Exercise: Repeat every line of the material below exactly.
*** Begin section ***
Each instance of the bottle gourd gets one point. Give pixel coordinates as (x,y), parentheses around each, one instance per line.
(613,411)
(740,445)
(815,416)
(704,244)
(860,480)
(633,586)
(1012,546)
*** End section ***
Solution to the exercise:
Each instance of the bottle gourd gets one point. Give pixel coordinates as (x,y), parentheses around each, one instance per line.
(613,411)
(740,445)
(815,416)
(704,244)
(860,480)
(633,586)
(1012,546)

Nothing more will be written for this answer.